**TASK INSTRUCTIONS:**
1. According to the forum thread, how many coats of Bodywrap are on Refined Detail's own car?
2. Rewrite the part of the forum thread starting with "Should be compulsory" and going on through "come up lovely!", putting "Ferrari" in place of "Aston".

[Start of READING TEXT]

Rich @ Refined Detail


----------



## DetailMe (Jan 13, 2011)

Rich that's looks lovely and glossy now mate! Nice work. How do you find BW, I'm yet to use it but am intrigued. Im a zaino sealant man but I may give it a try! 
Chris


----------



## Stu_RD (May 1, 2011)

Perfect...


...That is all!


----------



## badman1972 (Jun 24, 2010)

Beautiful work mate, great corrections and a fantastic car now looks stunning in the afters :thumb:


----------



## Refined Detail (Nov 27, 2006)

DetailMe said:


> Rich that's looks lovely and glossy now mate! Nice work. How do you find BW, I'm yet to use it but am intrigued. Im a zaino sealant man but I may give it a try!
> Chris


Thanks Chris 

I'm a huge Zaino fan myself too, but I've been trialling Bodywrap for a few months now and it continues to impress. Got 3 coats on my own car and it beads / sheets very well a few months down the line and gives a great glossy finish. Very easy to apply / remove and a small amount goes a long way too :thumb:


----------



## Scrim-1- (Oct 8, 2008)

Stunning car


----------



## dazzyb (Feb 9, 2010)

great work on a stunning car, looks fantastic


----------



## Gleammachine (Sep 8, 2007)

Nice work Rich, did you find much in the way of factory DA marks/Micro marring? 
Just completed a Vantage last weekend and it was horrendous, surprised it got out of the factory, actually I'm not surprised.


----------



## Auto Detox (Dec 22, 2007)

Nice work rich lovely cars to work on these, have to agree with Rob da sanding marks are free on most Astons, wonder if it will be different on the one-77 

Baz


----------



## Saqib200 (May 13, 2008)

Really nice, looks great in the afters.


----------



## Refined Detail (Nov 27, 2006)

Thanks guys, much appreciated!

Rob & Baz - there weren't many tbh and I was keeping an eye out for them - the car has had a reasonable amount of paintwork though so it would seem most of them have been painted over or removed during later refinishing work! Many of the other Vantages and DB9's etc I have worked on in the past have suffered pretty badly though.


----------



## minimatt1967 (Aug 29, 2011)

What a machine, what a finish, a credit to you sir! :thumb:


----------



## ianFRST (Sep 19, 2006)

awesome, nice work


----------



## MattJ VXR (Aug 11, 2008)

Looks gorgeous, very nicely finished off :thumb:


----------



## 20vKarlos (Aug 8, 2009)

nice one Rich!!!


----------



## Demetrios72 (Jun 27, 2011)

Very nice work guys :thumb:
Cracking motor


----------



## woodymbr (Mar 8, 2009)

Oh my word!


----------



## DMH-01 (Mar 29, 2011)

Great job buddy.


----------



## Bowler (Jan 23, 2011)

Great looking car with the engine to match. Super job on the detailing. 
Should be compulsory for all new Aston owners to have car proffesionally detailed as soon as it leaves the factory


----------



## CliveP (Feb 1, 2009)

Very nice indeed, has come up lovely!

I have to allocate some of my pension pot to one of these cars! 

Regards,
Clive.


----------



## Beau Technique (Jun 21, 2010)

Looks very swish in the afters Rich.


----------



## 500tie (Oct 15, 2009)

Looks lovely mate good work


----------



## Refined Detail (Nov 27, 2006)

Thanks for all your kind words guys, appreciated as ever.

[End of READING TEXT]
[Start of RECORD EXTRACTS]

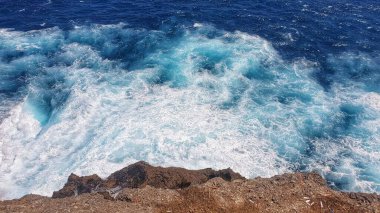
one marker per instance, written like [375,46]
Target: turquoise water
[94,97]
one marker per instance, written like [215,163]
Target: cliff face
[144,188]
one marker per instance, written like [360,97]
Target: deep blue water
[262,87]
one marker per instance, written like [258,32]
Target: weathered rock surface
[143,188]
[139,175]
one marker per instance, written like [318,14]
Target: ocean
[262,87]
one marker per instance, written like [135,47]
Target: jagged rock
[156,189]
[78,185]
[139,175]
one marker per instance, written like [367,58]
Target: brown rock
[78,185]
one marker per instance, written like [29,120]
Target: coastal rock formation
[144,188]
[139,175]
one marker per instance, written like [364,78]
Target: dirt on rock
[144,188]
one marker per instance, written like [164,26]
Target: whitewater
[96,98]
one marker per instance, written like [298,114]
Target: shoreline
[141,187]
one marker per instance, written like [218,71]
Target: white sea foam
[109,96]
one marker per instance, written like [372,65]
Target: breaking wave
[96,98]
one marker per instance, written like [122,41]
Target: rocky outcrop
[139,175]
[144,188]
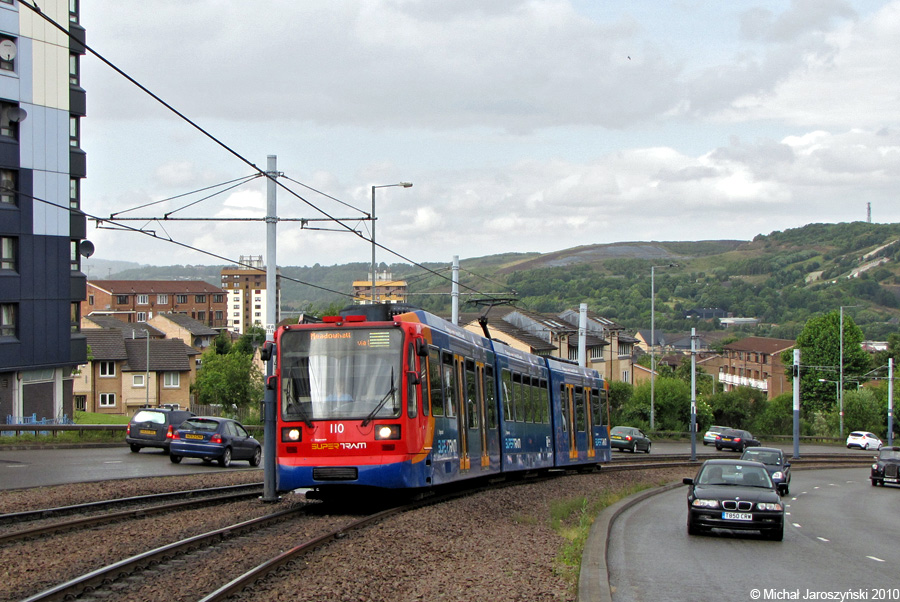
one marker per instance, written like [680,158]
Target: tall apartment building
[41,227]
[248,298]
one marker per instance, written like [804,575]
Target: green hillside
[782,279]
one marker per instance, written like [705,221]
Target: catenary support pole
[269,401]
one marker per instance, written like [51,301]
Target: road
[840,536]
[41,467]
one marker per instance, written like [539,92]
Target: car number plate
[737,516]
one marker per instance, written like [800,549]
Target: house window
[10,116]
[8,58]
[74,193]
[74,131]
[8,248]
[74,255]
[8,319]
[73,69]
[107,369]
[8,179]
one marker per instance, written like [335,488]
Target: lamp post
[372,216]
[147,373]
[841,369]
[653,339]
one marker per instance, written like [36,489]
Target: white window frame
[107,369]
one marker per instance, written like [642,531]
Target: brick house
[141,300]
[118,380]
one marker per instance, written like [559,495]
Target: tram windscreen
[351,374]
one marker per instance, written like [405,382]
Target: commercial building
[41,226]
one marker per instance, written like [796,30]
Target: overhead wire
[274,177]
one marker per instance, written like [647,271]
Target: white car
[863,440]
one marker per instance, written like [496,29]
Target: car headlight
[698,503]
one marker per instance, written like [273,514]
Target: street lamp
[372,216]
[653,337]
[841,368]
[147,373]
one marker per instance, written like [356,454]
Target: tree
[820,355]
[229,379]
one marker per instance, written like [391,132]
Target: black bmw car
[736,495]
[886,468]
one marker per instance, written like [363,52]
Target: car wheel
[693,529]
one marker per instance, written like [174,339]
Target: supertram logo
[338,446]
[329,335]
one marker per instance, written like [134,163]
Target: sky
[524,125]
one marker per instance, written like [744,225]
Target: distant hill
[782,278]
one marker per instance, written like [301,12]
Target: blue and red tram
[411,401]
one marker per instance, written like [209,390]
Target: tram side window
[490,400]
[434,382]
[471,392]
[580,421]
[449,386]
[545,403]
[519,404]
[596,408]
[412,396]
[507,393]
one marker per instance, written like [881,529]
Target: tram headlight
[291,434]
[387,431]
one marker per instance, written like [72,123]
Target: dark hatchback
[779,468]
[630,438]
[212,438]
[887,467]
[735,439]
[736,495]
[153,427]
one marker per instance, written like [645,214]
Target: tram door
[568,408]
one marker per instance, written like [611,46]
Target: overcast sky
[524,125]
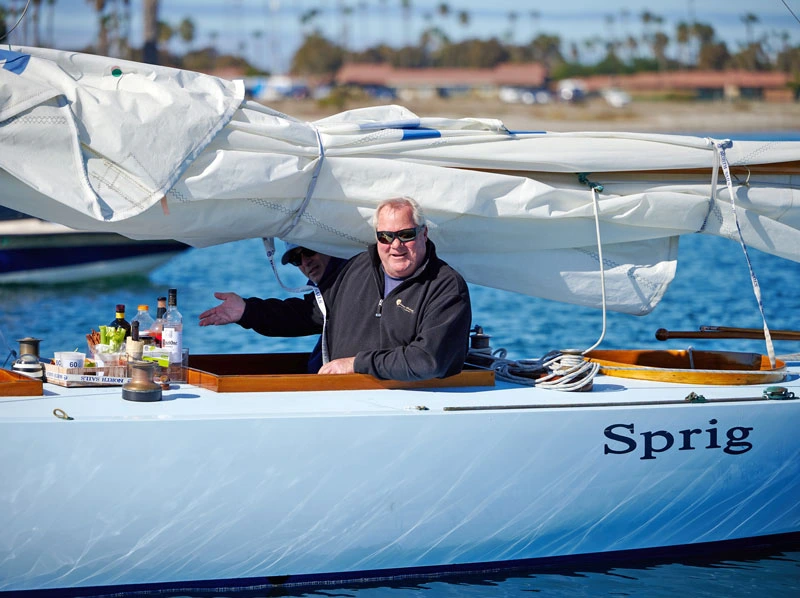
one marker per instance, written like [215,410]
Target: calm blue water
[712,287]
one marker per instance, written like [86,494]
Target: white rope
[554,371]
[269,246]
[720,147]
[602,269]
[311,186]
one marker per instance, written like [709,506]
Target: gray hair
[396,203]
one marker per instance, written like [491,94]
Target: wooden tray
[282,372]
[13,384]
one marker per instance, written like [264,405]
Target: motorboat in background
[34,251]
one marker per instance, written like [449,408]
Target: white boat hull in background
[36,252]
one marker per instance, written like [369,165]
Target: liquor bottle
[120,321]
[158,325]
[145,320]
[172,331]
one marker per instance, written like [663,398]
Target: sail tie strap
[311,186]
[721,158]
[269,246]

[End of RECORD EXTRACTS]

**ANSWERS FOR THE TASKS:**
1. Three coats.

2.
Should be compulsory for all new Ferrari owners to have car proffesionally detailed as soon as it leaves the factory


----------



## CliveP (Feb 1, 2009)

Very nice indeed, has come up lovely!